→ **YOUR ASSIGNMENT**
Write out the part of the Time Squad passage below that runs from "Despite this cheerful" up to and including "most senior officer.", with no change to any word or mark.

Time Squad is an American animated television series created by Dave Wasson for Cartoon Network and the 10th of the network's Cartoon Cartoons. It follows the adventures of Otto Osworth, Buck Tuddrussel, and the robot Larry 3000, a trio of hapless "time cops" living in the far distant future who travel back in time attempting to correct the course of history. During their adventures, they run into major historical figures such as Julius Caesar, Abraham Lincoln, Sigmund Freud, Leonardo da Vinci, the Founding Fathers, and Moctezuma, who have taken a drastically different course of life than history dictates. The mission of the Time Squad is to guide these figures onto the correct path and ensure the integrity of the future.

The series premiered during Cartoon Network's marathon block "Cartoon Cartoon Summer" on June 8, 2001, and ended after two seasons on November 26, 2003, airing 26 episodes in total. In the course of its run, the series received five Annie Award nominations. Creator Dave Wasson described the series as "a C-student's guide to history". It is also the final Cartoon Network original series to premiere during Betty Cohen's tenure, as she later resigned due to creative disagreements with Jamie Kellner, then-head of Turner Broadcasting System. Cohen was eventually replaced with Jim Samples ten days after Time Squad premiered.

The series also marked as the very first Cartoon Network original series to be entirely produced by Cartoon Network Studios, no longer a division of Hanna-Barbera following the death of William Hanna in 2001. The show also began airing on Canada's Teletoon Detour block in 2002. The show features music from Michael Tavera, who would later make music for ¡Mucha Lucha!, Lilo & Stitch: The Series, Yin Yang Yo! and The Secret Saturdays.

Overview
The show is set in the year 100,000,000 AD, on a satellite orbiting Earth. This future Earth is never visited directly, though it is referred to in dialogue as a peaceful utopia where there are no longer any problems to solve. All nations of the world have merged into one, and according to Tuddrussel, there are "no wars, no pollution, and bacon is good for your heart".

Despite this cheerful vision of the future, the space station on which the characters live and from which they travel to the past is remarkably dystopic. It features a shooting range, a terrarium and a prison for repeat offenders, but it is dank, outdated (for the time) and unclean. Mostly this seems to be down to officer Buck Tuddrussel (Rob Paulsen), a scruffy and immature perennial bachelor, who nevertheless happens to be the station's most senior officer.

→ **INFORMATION SHOWN**

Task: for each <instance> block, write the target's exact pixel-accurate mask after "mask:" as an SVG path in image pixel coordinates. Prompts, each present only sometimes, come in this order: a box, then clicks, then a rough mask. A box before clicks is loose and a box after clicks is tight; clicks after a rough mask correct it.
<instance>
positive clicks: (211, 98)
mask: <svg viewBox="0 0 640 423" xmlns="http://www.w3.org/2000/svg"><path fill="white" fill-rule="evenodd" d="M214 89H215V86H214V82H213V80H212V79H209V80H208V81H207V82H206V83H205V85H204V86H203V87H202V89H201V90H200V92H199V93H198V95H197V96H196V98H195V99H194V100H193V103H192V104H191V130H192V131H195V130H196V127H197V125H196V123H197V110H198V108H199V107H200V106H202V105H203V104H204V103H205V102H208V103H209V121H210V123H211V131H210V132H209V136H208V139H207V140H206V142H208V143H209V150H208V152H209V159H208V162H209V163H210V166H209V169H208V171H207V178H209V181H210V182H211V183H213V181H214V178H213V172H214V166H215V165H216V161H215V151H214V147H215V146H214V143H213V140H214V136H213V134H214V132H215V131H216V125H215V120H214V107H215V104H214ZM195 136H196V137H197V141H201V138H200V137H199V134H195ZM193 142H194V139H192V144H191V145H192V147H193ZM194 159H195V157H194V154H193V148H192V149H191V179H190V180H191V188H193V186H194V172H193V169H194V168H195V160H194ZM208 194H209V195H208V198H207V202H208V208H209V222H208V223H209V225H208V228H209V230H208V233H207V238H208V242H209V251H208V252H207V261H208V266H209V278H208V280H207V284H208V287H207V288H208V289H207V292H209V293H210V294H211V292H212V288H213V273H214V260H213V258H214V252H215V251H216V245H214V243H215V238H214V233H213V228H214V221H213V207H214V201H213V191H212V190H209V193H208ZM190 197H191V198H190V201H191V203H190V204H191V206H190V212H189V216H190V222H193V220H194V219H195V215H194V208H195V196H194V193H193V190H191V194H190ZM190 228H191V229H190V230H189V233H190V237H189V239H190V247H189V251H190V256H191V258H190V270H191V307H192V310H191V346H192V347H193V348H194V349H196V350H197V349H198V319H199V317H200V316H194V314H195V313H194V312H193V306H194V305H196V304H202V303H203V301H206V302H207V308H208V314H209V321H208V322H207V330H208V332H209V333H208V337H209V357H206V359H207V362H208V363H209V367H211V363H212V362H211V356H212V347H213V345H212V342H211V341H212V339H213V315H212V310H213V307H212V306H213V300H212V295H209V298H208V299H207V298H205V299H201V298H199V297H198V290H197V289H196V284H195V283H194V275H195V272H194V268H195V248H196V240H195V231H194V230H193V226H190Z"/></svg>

→ **EXERCISE RESPONSE**
Despite this cheerful vision of the future, the space station on which the characters live and from which they travel to the past is remarkably dystopic. It features a shooting range, a terrarium and a prison for repeat offenders, but it is dank, outdated (for the time) and unclean. Mostly this seems to be down to officer Buck Tuddrussel (Rob Paulsen), a scruffy and immature perennial bachelor, who nevertheless happens to be the station's most senior officer.